#### To do
Return verbatim the lines of the records between the line containing "Reviewer note: check that each instance of the car wheel" and the line containing "[[179, 269], [349, 214]]", inclusive.

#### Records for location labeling
+++

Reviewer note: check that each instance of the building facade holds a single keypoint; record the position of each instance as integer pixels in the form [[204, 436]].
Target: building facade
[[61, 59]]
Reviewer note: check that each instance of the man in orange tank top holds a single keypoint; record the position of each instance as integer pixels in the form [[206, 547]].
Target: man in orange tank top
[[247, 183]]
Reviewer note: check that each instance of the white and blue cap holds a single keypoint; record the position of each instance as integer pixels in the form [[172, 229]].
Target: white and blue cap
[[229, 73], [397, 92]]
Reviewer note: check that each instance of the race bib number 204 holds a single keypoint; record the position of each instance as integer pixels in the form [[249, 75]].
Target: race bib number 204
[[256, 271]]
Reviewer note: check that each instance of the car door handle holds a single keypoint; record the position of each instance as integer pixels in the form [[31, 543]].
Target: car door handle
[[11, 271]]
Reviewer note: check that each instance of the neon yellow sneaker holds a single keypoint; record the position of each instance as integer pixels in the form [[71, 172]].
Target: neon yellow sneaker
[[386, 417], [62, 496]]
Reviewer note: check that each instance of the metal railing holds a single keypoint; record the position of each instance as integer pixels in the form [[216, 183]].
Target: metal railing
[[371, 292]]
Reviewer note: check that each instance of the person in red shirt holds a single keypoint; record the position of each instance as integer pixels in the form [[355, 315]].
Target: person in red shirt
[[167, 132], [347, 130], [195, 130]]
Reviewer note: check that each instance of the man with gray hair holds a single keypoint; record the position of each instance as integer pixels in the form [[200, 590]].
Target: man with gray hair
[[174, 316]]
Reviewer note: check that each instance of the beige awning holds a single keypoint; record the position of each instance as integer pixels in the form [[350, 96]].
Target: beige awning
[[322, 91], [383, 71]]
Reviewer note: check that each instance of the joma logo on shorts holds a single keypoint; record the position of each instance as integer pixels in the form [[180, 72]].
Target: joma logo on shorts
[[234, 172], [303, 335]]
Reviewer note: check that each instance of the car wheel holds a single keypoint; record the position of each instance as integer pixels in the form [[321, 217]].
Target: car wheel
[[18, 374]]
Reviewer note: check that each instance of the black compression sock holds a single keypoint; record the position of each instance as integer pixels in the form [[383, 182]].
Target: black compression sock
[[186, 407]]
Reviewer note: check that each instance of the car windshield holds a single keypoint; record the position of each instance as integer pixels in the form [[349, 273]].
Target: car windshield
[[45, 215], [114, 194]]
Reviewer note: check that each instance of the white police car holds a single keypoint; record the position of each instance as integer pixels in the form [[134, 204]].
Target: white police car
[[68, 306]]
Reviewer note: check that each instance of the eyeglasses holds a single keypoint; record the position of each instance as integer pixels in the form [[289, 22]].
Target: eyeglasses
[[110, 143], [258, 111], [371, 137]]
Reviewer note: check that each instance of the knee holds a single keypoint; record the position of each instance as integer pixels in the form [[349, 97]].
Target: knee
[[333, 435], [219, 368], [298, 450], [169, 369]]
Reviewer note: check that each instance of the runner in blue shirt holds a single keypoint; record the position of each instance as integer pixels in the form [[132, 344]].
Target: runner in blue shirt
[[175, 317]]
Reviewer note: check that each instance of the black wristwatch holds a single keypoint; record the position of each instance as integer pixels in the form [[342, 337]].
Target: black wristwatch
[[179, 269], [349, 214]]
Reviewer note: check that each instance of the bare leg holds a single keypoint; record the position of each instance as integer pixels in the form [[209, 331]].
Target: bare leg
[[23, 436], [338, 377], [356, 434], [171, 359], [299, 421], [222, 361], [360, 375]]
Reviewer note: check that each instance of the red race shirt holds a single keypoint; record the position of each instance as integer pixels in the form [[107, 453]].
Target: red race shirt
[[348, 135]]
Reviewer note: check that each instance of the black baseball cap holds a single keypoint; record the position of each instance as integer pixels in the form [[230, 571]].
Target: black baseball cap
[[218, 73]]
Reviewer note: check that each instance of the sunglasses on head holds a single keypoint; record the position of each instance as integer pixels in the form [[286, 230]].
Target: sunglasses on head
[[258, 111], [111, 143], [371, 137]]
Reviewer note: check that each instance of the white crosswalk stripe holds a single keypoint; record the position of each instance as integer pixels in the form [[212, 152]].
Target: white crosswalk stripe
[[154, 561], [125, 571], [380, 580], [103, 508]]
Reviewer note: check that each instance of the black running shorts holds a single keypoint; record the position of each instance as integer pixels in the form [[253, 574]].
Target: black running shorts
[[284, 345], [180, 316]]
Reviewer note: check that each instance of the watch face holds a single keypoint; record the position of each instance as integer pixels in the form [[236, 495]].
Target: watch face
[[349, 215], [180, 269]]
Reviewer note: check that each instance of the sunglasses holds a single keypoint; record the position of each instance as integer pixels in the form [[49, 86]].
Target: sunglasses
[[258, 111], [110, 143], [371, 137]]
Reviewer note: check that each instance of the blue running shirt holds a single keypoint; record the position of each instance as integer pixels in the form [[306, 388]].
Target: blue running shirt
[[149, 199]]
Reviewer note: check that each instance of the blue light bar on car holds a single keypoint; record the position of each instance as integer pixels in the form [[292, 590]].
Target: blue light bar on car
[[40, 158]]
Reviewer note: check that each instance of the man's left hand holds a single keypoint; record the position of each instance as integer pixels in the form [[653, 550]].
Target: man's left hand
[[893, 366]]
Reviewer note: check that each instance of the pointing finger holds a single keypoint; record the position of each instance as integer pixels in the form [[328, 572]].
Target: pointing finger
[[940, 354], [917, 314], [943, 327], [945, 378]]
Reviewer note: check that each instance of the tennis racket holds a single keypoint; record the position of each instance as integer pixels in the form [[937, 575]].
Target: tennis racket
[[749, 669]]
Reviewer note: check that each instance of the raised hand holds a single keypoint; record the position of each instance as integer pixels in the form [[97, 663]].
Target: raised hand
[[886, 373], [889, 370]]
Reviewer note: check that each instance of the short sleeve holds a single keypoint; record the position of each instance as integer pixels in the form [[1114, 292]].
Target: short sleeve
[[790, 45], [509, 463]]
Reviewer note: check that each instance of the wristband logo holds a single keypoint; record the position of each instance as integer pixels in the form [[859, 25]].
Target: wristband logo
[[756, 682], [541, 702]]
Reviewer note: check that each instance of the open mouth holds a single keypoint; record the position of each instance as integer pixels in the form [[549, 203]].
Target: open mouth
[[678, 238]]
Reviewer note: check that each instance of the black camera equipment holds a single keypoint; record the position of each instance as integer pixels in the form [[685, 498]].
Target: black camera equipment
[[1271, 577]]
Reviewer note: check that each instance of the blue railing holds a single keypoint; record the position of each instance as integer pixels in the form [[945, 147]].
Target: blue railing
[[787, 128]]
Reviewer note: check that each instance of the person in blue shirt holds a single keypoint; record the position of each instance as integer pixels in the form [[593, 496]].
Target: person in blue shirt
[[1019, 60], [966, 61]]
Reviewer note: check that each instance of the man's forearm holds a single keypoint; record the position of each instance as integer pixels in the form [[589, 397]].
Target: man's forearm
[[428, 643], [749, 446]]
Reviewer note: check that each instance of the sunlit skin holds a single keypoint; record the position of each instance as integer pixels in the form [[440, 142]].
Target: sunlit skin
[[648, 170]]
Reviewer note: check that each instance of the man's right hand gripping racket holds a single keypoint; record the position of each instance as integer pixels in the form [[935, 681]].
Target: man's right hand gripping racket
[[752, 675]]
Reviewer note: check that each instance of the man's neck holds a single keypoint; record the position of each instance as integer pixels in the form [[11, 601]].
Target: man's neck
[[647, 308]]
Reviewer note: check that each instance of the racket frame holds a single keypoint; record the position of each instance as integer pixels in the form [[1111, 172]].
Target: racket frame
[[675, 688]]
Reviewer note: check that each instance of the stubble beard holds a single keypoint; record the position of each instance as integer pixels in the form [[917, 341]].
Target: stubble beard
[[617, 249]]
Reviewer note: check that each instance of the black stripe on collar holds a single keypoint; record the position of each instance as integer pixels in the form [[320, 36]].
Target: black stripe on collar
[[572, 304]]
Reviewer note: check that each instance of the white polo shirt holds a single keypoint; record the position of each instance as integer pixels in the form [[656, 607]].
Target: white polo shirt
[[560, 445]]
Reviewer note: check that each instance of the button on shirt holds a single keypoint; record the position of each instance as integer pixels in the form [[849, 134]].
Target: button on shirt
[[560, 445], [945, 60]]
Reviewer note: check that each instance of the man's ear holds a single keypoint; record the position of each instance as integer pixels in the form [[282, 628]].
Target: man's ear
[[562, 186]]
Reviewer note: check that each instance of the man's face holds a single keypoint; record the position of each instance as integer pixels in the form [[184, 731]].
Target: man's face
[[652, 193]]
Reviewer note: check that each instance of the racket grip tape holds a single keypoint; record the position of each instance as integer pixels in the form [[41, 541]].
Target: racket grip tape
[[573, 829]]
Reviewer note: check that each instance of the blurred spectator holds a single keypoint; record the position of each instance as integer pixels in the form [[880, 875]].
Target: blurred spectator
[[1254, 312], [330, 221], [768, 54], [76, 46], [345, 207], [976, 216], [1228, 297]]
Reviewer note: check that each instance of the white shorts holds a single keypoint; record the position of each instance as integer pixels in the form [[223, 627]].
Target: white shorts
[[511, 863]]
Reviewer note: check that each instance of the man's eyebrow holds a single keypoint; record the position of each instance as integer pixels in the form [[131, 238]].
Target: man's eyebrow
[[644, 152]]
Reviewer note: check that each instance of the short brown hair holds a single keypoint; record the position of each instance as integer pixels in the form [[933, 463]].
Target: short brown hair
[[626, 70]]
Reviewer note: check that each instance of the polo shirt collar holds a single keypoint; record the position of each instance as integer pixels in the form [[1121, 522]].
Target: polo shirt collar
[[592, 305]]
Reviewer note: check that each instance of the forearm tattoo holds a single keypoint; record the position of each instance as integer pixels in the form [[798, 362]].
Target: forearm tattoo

+++

#### The solution
Reviewer note: check that each instance of the car wheel holds a single keypoint; record the position of each instance as integer pixels in the form [[321, 217]].
Target: car wheel
[[18, 374]]
Reviewer note: check that each instance of the black compression sock holds a single keypoint; record the position of each instance as integer pixels in the form [[383, 182]].
Target: black compression sock
[[186, 407]]
Reviewer note: check that each instance of the car windshield holds a single keypoint; record the position of each instance as integer pixels in the form [[349, 273]].
Target: car windshield
[[45, 215], [114, 194]]
Reviewer note: check that each instance of the white police car holds a single keypoint; record the position of each instance as integer pixels in the form [[134, 204]].
Target: white police car
[[68, 306]]
Reviewer note: check that each instance of the eyeglasses holds a single keypoint; record the position of each instance as integer pixels in the form [[289, 22]].
Target: eyeglasses
[[110, 143], [258, 111], [371, 137]]
Reviewer note: check that each instance of the knee holds a single keypoint; record the position of each instance as integer pixels in the form [[349, 97]].
Target: knee
[[333, 435], [219, 368], [298, 450], [169, 369]]
Reviewer note: check that each instance of the runner in blue shirt holds a single keypoint; record the position of each instance as integer pixels in the form [[132, 344]].
Target: runner in blue shirt
[[175, 317]]
Reviewer note: check that each instance of the black wristwatch holds a single keypoint; record the position of each instance as integer pixels in the form [[342, 337]].
Target: black wristwatch
[[179, 269], [349, 214]]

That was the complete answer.